EXERCISE REQUIREMENTS:
Please rewrite the records from the line holding "Where can you see the window" through the end of the records, inclusive, changing "apartment building" to "office building" and leaving everything else as it is.

GIVEN INFORMATION:
-- start --

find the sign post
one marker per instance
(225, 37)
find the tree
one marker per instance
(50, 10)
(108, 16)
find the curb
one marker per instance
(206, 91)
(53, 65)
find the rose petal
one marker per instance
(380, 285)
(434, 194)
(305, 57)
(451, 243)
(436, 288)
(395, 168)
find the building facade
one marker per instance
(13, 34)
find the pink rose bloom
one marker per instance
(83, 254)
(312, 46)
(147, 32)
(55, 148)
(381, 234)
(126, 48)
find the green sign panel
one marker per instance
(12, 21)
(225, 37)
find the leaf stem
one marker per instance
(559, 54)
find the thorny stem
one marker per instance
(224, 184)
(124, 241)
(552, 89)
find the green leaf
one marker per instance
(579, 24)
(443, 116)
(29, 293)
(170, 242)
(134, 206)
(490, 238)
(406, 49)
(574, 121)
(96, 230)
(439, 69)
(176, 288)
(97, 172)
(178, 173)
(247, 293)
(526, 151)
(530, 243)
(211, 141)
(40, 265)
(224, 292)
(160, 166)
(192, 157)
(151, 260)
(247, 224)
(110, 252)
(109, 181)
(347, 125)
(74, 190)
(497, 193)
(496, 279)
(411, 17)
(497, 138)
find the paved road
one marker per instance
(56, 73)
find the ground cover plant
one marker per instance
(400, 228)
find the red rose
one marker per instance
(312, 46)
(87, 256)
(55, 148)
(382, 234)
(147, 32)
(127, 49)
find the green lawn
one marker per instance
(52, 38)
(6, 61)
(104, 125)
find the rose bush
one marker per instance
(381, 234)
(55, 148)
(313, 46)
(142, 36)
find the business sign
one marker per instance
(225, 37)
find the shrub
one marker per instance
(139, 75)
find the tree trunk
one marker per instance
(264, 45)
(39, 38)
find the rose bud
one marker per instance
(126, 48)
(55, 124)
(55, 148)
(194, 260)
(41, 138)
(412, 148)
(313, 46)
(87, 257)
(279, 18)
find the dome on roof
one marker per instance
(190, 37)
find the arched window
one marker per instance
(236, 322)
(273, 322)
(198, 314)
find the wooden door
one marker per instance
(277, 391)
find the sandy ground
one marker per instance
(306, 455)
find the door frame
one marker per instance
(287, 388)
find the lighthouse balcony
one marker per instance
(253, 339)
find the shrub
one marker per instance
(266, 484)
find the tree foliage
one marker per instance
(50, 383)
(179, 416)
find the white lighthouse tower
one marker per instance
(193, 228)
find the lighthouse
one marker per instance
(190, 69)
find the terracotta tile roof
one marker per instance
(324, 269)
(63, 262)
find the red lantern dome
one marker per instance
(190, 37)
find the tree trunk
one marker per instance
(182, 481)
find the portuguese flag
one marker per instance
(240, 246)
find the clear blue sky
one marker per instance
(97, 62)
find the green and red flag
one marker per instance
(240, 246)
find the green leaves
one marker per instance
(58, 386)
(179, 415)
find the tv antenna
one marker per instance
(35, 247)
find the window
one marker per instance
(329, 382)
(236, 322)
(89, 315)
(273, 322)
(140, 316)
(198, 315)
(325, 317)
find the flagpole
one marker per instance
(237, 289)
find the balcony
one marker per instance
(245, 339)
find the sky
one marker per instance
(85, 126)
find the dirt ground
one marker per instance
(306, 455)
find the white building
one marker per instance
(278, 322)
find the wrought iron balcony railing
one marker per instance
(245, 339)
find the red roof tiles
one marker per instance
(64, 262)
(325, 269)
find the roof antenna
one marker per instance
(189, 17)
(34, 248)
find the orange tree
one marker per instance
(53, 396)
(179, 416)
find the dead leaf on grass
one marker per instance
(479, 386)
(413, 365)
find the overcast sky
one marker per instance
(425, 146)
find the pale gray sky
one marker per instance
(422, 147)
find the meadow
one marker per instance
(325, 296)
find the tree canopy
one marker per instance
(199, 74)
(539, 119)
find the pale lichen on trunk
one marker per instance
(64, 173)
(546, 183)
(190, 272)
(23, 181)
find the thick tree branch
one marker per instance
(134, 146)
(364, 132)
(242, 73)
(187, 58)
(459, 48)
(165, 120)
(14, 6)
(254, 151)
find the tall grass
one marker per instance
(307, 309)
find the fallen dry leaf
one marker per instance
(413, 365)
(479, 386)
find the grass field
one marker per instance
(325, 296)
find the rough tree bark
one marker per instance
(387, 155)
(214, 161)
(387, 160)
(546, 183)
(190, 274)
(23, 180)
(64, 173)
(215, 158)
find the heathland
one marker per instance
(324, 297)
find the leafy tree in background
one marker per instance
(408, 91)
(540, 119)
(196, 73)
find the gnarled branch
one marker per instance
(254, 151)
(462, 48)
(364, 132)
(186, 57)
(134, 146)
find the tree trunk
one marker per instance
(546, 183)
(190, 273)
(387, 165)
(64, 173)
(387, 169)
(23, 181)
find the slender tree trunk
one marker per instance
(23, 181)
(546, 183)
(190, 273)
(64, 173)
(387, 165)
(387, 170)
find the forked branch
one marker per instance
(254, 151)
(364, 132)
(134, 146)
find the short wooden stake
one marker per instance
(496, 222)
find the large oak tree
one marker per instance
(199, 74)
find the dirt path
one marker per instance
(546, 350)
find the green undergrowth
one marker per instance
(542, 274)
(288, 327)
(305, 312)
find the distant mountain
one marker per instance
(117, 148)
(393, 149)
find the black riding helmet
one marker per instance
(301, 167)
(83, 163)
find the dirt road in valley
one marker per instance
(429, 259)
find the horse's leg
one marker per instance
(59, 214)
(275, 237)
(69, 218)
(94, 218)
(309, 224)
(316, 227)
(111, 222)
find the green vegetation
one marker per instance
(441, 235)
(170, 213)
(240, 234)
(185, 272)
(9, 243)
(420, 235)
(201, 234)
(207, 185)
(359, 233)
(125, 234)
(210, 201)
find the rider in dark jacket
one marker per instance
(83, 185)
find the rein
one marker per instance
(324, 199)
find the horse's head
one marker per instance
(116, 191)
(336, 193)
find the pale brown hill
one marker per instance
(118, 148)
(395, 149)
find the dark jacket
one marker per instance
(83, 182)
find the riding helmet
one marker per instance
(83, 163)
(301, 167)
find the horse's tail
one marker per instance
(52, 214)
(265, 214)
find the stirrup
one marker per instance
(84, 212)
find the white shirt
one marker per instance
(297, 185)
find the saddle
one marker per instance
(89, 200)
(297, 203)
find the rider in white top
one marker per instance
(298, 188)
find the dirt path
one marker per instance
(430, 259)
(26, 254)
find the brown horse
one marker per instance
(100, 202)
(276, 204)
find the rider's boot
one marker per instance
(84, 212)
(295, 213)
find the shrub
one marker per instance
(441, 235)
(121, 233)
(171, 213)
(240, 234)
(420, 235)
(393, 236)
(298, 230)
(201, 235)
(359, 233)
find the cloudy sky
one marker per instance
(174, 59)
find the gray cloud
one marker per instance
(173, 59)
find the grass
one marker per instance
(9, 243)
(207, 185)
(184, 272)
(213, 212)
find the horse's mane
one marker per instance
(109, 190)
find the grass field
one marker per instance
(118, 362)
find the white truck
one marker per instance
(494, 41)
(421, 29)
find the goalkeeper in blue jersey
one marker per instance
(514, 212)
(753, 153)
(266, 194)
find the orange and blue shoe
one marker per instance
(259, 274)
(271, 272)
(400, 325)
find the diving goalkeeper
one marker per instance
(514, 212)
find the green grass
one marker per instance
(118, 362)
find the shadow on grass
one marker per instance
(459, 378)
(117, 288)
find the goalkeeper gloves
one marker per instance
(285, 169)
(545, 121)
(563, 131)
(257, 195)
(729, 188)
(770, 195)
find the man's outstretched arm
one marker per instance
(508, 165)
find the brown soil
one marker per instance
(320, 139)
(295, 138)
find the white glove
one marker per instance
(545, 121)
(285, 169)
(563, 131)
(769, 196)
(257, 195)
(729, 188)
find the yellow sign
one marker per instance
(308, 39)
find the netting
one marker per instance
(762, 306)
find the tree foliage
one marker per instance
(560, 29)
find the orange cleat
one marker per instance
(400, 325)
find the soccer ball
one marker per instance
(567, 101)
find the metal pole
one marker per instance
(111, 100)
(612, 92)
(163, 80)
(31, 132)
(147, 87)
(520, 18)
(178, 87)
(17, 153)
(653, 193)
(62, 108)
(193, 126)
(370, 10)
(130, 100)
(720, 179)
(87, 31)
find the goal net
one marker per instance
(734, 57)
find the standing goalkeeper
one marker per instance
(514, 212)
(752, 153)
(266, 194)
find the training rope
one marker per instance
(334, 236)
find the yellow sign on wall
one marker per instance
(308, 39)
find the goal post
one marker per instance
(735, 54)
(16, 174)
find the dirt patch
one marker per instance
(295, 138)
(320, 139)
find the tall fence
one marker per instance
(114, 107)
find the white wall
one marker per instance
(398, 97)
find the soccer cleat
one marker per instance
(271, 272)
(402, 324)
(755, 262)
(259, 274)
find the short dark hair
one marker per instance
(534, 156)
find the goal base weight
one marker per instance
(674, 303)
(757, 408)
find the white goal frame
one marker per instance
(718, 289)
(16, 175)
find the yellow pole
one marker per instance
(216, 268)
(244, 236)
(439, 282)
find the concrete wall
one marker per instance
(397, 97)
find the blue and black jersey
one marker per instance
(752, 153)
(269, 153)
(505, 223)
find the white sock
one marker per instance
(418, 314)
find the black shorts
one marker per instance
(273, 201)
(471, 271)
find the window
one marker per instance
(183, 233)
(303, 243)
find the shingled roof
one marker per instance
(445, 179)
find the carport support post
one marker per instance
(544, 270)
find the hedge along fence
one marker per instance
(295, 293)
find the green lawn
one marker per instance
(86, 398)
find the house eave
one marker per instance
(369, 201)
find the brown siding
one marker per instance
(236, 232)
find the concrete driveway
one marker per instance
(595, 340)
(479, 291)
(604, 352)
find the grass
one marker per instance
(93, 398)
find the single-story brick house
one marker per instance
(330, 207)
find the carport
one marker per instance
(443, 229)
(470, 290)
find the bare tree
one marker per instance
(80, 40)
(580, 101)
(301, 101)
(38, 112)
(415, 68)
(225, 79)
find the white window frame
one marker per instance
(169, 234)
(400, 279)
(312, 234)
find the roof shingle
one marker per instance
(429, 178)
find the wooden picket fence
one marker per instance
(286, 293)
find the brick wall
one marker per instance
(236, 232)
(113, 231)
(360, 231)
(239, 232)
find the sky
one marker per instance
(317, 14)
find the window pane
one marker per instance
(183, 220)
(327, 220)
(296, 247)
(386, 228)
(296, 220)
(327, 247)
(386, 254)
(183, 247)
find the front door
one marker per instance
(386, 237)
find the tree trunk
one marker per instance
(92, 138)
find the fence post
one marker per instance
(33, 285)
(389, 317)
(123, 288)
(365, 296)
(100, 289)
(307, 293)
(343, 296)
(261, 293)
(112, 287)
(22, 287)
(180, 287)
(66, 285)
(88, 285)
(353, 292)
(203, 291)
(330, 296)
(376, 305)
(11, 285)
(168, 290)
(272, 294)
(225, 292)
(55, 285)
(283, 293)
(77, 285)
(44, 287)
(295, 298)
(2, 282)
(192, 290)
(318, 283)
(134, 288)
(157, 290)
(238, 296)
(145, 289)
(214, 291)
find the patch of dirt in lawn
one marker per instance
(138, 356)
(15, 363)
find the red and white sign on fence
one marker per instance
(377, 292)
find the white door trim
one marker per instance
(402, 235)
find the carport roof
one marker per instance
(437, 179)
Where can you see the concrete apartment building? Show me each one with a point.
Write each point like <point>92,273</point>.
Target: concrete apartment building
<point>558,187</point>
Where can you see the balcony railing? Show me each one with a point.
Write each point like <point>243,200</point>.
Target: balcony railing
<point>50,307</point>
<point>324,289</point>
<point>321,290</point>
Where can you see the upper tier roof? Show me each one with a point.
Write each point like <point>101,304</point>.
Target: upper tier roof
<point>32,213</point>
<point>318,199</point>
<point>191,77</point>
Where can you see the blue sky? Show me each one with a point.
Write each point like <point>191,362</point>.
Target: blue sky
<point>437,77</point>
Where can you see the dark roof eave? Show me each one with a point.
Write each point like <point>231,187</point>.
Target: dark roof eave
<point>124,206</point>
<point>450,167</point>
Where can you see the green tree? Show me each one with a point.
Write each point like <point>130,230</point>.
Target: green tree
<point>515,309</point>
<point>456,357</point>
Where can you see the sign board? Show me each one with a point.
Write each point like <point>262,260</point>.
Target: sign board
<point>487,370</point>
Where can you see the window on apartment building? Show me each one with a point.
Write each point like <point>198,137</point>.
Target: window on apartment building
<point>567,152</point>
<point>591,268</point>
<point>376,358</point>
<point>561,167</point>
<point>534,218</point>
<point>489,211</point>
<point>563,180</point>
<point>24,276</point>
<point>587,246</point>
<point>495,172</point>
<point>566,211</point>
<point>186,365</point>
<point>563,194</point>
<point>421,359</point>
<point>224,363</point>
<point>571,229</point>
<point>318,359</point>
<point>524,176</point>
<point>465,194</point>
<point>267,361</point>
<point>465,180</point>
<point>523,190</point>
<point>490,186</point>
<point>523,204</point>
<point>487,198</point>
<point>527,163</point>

-- end --

RESULT FOR THIS TASK:
Where can you see the window on office building? Show me each one with a point.
Write each point like <point>198,137</point>.
Target: window on office building
<point>567,152</point>
<point>591,268</point>
<point>376,358</point>
<point>561,167</point>
<point>534,218</point>
<point>489,211</point>
<point>563,180</point>
<point>24,276</point>
<point>587,246</point>
<point>495,172</point>
<point>566,211</point>
<point>186,365</point>
<point>563,194</point>
<point>421,359</point>
<point>224,363</point>
<point>571,229</point>
<point>318,359</point>
<point>524,176</point>
<point>465,194</point>
<point>267,361</point>
<point>465,180</point>
<point>523,190</point>
<point>490,186</point>
<point>523,204</point>
<point>487,198</point>
<point>527,163</point>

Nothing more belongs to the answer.